## Task brief
When a line in the records contains the string "flower", copy that line.

## Data to process
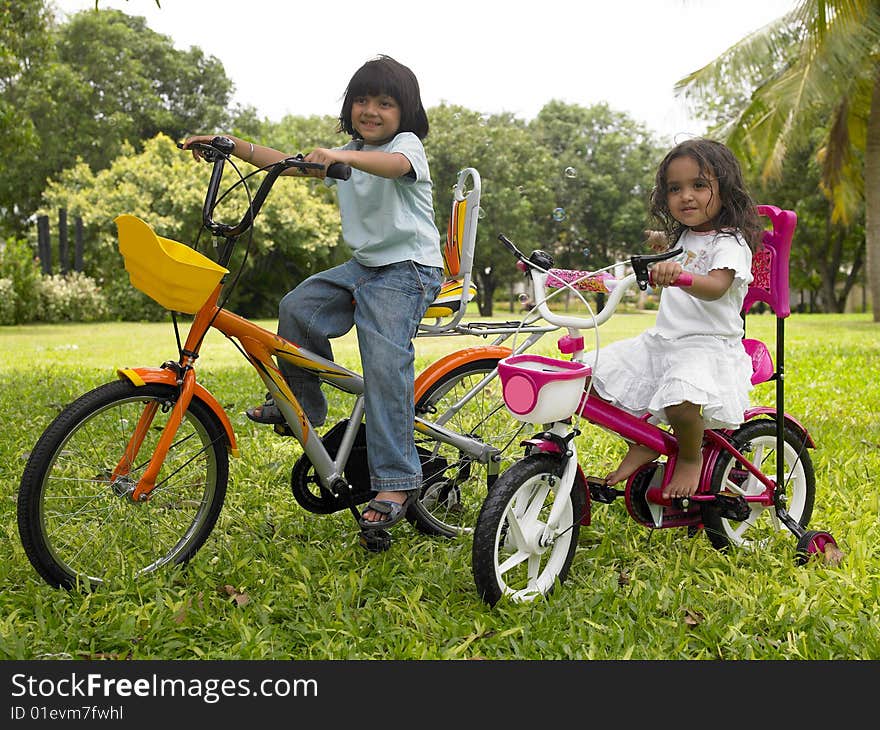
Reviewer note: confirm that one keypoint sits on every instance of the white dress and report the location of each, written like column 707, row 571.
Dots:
column 694, row 352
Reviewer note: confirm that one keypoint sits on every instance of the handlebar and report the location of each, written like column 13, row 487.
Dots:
column 218, row 151
column 539, row 265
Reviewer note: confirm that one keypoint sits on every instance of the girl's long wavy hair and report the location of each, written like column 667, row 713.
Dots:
column 384, row 75
column 738, row 210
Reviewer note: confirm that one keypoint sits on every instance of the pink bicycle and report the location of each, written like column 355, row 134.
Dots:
column 756, row 480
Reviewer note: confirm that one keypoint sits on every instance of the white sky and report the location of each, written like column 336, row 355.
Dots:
column 296, row 56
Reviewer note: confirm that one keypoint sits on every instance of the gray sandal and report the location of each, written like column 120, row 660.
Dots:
column 394, row 512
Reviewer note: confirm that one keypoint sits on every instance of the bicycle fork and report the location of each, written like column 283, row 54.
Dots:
column 559, row 439
column 147, row 482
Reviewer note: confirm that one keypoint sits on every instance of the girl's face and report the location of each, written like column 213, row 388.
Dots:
column 692, row 195
column 375, row 118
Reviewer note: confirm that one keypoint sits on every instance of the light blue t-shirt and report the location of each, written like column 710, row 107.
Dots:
column 388, row 220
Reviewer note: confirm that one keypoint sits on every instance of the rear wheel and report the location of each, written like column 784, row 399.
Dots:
column 455, row 485
column 512, row 553
column 78, row 525
column 756, row 440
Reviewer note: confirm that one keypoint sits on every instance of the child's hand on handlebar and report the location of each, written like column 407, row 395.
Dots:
column 665, row 273
column 323, row 157
column 657, row 241
column 197, row 138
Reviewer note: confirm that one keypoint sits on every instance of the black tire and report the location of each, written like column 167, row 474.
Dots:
column 756, row 440
column 508, row 561
column 78, row 528
column 454, row 484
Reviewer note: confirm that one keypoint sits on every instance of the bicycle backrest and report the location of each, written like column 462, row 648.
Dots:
column 458, row 256
column 770, row 283
column 770, row 262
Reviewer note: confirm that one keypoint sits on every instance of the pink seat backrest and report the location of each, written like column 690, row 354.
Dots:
column 770, row 262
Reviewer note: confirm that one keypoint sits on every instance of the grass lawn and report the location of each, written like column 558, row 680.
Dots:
column 276, row 582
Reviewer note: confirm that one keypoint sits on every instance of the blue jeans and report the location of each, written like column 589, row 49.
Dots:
column 385, row 304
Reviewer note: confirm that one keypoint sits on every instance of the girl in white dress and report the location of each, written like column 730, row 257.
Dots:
column 690, row 370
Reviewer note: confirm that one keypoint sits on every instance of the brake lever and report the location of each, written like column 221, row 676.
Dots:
column 640, row 262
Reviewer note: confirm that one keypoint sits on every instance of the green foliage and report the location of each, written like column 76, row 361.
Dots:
column 64, row 96
column 7, row 301
column 70, row 297
column 603, row 174
column 19, row 266
column 515, row 199
column 302, row 587
column 295, row 235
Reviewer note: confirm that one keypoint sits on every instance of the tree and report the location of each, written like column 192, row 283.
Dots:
column 603, row 171
column 820, row 61
column 515, row 198
column 82, row 99
column 25, row 46
column 294, row 236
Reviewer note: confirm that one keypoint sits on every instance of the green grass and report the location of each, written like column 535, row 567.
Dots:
column 276, row 582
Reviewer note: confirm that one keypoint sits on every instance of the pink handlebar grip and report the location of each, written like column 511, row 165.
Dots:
column 685, row 278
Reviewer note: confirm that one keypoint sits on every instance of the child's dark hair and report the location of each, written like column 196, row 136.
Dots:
column 384, row 75
column 737, row 210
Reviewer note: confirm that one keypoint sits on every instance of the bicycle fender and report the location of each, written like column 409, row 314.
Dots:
column 454, row 360
column 141, row 376
column 752, row 413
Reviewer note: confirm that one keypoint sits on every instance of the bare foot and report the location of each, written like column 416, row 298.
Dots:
column 397, row 497
column 636, row 456
column 685, row 479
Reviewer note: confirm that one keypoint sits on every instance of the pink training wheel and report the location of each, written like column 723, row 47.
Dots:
column 812, row 543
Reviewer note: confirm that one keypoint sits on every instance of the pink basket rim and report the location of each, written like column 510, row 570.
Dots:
column 565, row 369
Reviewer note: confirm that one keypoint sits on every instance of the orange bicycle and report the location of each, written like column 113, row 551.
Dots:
column 133, row 474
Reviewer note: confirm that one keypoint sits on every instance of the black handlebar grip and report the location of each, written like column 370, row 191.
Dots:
column 339, row 171
column 224, row 144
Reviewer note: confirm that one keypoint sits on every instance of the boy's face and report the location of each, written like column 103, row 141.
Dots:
column 375, row 118
column 691, row 194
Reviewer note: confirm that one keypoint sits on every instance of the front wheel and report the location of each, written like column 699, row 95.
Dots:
column 79, row 526
column 756, row 440
column 513, row 553
column 466, row 400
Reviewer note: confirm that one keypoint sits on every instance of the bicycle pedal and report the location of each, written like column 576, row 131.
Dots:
column 282, row 429
column 376, row 541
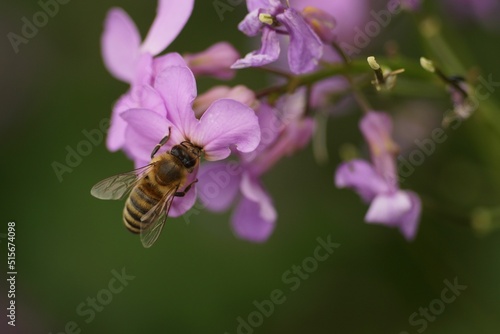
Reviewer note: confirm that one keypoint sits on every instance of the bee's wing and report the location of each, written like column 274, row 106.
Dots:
column 117, row 186
column 155, row 218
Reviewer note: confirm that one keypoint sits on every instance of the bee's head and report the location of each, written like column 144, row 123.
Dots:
column 187, row 153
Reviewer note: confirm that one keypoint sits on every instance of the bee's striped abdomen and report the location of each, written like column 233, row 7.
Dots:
column 142, row 198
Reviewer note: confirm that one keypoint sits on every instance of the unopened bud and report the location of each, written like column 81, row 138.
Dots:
column 321, row 22
column 267, row 19
column 427, row 65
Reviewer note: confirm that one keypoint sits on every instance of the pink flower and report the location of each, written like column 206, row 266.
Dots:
column 215, row 61
column 220, row 183
column 224, row 125
column 377, row 183
column 305, row 48
column 121, row 45
column 239, row 93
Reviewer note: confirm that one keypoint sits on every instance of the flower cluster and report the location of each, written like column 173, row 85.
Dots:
column 244, row 133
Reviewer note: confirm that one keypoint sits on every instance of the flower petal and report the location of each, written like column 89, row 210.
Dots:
column 116, row 132
column 389, row 209
column 120, row 44
column 268, row 53
column 409, row 222
column 167, row 60
column 145, row 129
column 376, row 128
column 361, row 177
column 248, row 224
column 170, row 18
column 142, row 96
column 218, row 184
column 215, row 61
column 177, row 86
column 252, row 189
column 305, row 48
column 226, row 123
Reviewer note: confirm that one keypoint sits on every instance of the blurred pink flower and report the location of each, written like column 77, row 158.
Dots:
column 224, row 125
column 377, row 182
column 215, row 61
column 254, row 216
column 121, row 42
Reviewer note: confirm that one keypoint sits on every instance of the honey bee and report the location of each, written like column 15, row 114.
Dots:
column 152, row 188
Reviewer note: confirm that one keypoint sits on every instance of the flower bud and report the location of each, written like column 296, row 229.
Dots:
column 321, row 22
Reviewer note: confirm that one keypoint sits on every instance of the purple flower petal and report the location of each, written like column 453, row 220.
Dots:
column 145, row 129
column 171, row 17
column 305, row 48
column 362, row 178
column 409, row 222
column 167, row 60
column 248, row 224
column 218, row 184
column 116, row 132
column 252, row 189
column 177, row 86
column 389, row 209
column 120, row 44
column 226, row 123
column 376, row 128
column 268, row 53
column 215, row 61
column 139, row 97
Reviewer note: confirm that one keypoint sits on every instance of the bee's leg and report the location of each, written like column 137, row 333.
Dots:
column 160, row 144
column 183, row 193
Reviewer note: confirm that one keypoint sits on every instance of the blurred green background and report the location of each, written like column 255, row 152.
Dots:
column 199, row 278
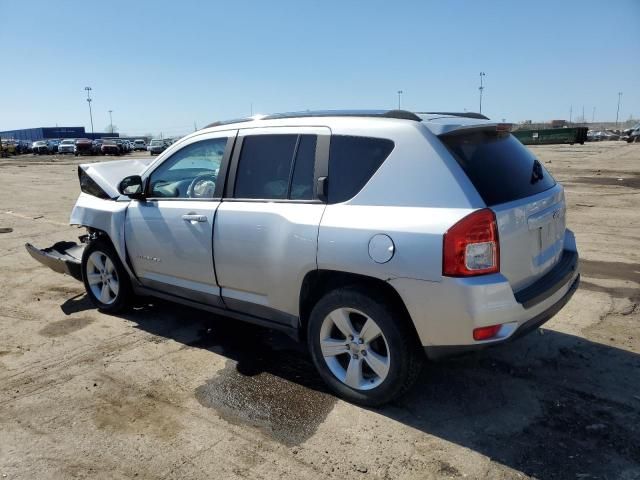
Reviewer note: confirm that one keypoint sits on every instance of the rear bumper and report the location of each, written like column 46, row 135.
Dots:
column 445, row 313
column 436, row 352
column 62, row 257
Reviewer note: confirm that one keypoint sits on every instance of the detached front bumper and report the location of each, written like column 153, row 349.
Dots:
column 62, row 257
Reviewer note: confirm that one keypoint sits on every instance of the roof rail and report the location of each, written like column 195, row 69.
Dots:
column 399, row 114
column 478, row 116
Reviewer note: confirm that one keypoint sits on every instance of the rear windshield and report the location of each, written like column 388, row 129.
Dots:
column 498, row 165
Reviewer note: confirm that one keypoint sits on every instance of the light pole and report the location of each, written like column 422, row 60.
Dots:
column 618, row 111
column 481, row 88
column 88, row 89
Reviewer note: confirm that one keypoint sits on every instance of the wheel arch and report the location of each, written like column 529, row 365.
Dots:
column 318, row 283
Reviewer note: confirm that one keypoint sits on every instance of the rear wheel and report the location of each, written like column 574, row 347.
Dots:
column 105, row 279
column 363, row 347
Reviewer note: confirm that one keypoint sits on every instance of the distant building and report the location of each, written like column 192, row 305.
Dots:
column 40, row 133
column 558, row 123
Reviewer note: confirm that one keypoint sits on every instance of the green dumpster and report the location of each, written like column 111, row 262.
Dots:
column 548, row 136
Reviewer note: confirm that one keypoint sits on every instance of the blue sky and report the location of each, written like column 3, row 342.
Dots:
column 161, row 66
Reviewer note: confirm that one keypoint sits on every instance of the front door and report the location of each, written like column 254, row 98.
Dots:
column 169, row 234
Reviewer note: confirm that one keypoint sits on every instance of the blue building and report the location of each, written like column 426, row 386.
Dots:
column 44, row 133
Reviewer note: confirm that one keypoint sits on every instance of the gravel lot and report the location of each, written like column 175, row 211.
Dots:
column 169, row 392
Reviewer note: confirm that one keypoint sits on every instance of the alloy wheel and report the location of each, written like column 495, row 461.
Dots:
column 355, row 349
column 102, row 277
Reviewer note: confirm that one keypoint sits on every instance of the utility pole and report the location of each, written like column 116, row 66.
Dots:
column 88, row 89
column 481, row 88
column 618, row 111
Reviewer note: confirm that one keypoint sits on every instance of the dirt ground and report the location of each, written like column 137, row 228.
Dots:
column 170, row 392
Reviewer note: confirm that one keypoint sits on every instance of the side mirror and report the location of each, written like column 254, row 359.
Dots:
column 132, row 187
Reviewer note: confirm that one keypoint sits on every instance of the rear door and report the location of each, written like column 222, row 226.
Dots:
column 529, row 205
column 266, row 233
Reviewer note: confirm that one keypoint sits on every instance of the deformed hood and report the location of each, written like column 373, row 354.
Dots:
column 108, row 175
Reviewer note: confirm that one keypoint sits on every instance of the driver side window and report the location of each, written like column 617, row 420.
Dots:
column 191, row 172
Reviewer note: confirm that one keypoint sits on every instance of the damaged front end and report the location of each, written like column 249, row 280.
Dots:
column 100, row 208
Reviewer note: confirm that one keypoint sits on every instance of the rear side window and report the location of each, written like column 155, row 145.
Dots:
column 352, row 162
column 276, row 167
column 498, row 165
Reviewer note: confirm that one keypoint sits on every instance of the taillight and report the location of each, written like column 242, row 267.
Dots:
column 471, row 246
column 485, row 333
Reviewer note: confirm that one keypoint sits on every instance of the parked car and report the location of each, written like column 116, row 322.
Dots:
column 156, row 146
column 109, row 147
column 40, row 147
column 139, row 144
column 68, row 145
column 84, row 147
column 8, row 147
column 634, row 134
column 53, row 145
column 96, row 146
column 121, row 146
column 376, row 236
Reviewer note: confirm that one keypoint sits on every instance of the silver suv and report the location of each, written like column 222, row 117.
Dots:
column 376, row 236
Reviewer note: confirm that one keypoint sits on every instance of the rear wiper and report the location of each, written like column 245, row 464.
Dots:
column 537, row 172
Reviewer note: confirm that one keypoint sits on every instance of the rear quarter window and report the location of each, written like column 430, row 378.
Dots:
column 498, row 165
column 352, row 162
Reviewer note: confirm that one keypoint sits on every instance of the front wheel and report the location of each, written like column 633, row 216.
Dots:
column 105, row 279
column 363, row 347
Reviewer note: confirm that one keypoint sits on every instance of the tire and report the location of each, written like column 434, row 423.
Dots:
column 394, row 351
column 118, row 293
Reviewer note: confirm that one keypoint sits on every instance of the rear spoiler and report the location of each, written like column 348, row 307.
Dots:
column 475, row 115
column 468, row 129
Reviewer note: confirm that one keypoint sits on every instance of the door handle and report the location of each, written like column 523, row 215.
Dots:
column 191, row 217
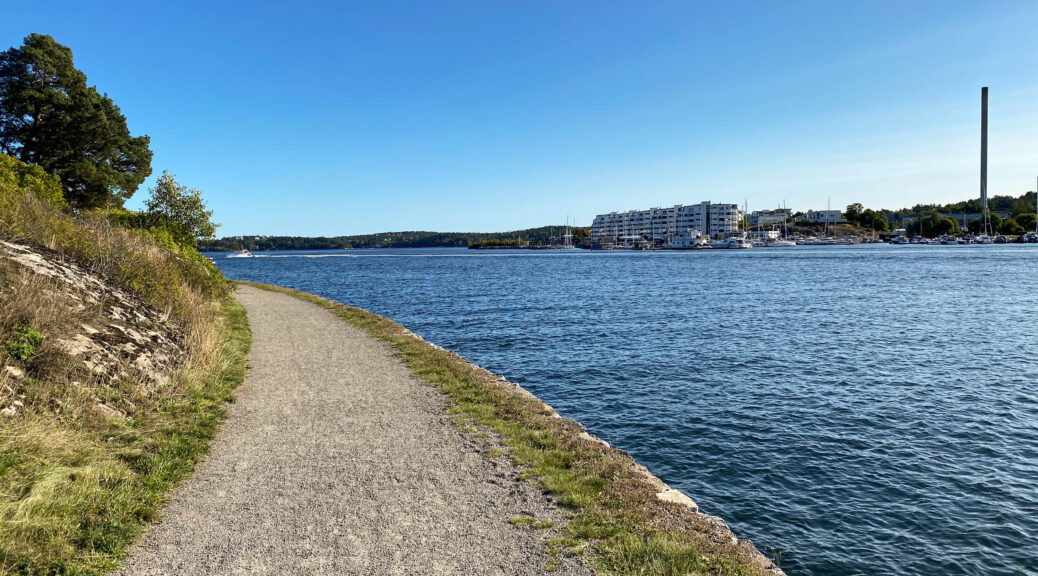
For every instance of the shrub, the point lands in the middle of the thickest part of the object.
(149, 264)
(25, 343)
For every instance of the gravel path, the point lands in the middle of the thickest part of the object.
(335, 460)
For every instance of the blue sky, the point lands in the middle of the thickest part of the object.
(338, 118)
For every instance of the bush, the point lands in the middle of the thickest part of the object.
(25, 343)
(149, 264)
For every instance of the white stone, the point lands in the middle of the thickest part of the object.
(14, 372)
(678, 497)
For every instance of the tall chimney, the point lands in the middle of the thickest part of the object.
(983, 148)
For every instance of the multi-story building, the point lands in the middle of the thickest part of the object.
(766, 217)
(661, 223)
(819, 216)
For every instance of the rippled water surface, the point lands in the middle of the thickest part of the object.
(861, 410)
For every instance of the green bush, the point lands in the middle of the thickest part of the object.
(25, 343)
(149, 264)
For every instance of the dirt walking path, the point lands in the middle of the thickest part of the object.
(335, 460)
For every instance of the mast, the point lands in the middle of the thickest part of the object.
(983, 159)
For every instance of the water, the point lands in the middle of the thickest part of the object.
(861, 410)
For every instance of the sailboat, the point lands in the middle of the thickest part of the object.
(783, 242)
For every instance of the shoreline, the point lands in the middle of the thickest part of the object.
(628, 516)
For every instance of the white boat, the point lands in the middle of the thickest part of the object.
(734, 242)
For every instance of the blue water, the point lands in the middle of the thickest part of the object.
(852, 410)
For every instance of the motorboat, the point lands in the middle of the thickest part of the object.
(734, 242)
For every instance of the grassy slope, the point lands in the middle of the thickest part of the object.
(75, 496)
(615, 514)
(77, 485)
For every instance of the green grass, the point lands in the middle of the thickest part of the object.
(75, 494)
(613, 513)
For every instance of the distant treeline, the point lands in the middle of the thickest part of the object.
(543, 235)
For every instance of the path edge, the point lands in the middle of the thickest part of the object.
(673, 516)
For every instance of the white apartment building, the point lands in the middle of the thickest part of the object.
(819, 216)
(661, 223)
(765, 217)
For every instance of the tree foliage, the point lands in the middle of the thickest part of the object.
(50, 117)
(180, 210)
(17, 176)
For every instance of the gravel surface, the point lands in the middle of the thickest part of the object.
(335, 460)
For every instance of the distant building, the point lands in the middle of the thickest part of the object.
(662, 223)
(766, 217)
(820, 216)
(962, 218)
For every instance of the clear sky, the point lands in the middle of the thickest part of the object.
(339, 118)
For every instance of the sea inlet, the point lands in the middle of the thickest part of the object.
(852, 410)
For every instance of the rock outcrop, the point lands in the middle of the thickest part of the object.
(111, 333)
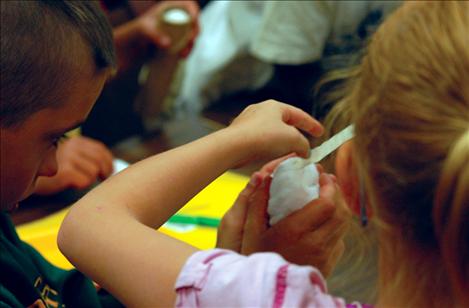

## Answer box
Reviewer note: confirm that one keypoint sits on every instance of the pink flower and report the location of each, written like column 206, row 266.
Reviewer note: confirm that one keypoint sits on every instance of the flower cluster and report the location of each, written like column 173, row 85.
Reviewer note: confirm that one keypoint sits on every instance of the flower petal and report the location of each, written like column 89, row 210.
Reviewer note: confirm that one keypoint sits on every instance of the blurred pink flower and report the location of each, written like column 77, row 158.
Reviewer note: confirm that one keypoint sits on every instance of the flower bud and report the location of each, written like column 296, row 229.
Reviewer note: confirm that one keypoint sits on every instance of the purple flower petal and report the location of each, written like column 453, row 220.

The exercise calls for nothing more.